[start]
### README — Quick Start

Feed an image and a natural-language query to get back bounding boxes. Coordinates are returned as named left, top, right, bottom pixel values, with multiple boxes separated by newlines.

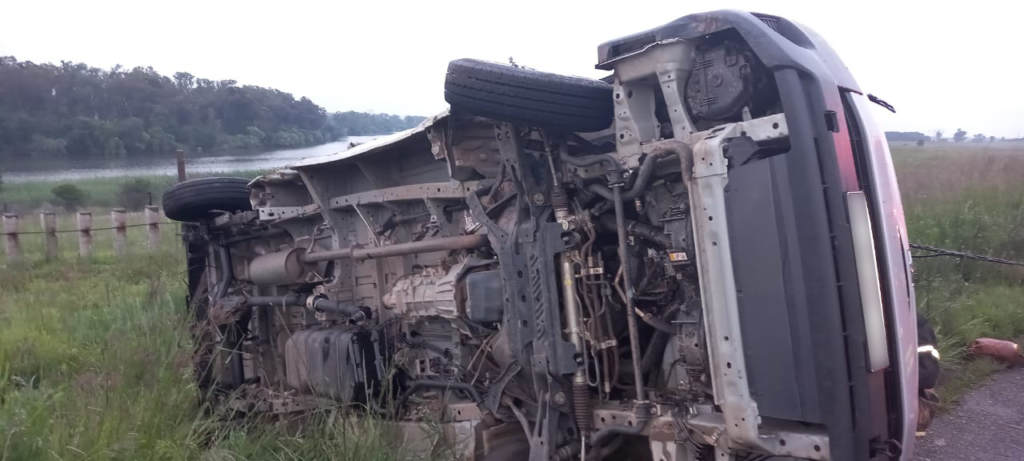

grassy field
left=0, top=214, right=400, bottom=461
left=0, top=144, right=1024, bottom=461
left=0, top=170, right=263, bottom=213
left=893, top=142, right=1024, bottom=405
[end]
Collect each line of the items above that contains the word "right". Case counts.

** Response to the task **
Feed an image and a natural-language query to get back bounding boxes. Coordinates are returned as named left, top, right, bottom pixel values, with multiple boxes separated by newlines.
left=0, top=214, right=400, bottom=461
left=0, top=144, right=1024, bottom=461
left=0, top=170, right=263, bottom=213
left=893, top=142, right=1024, bottom=405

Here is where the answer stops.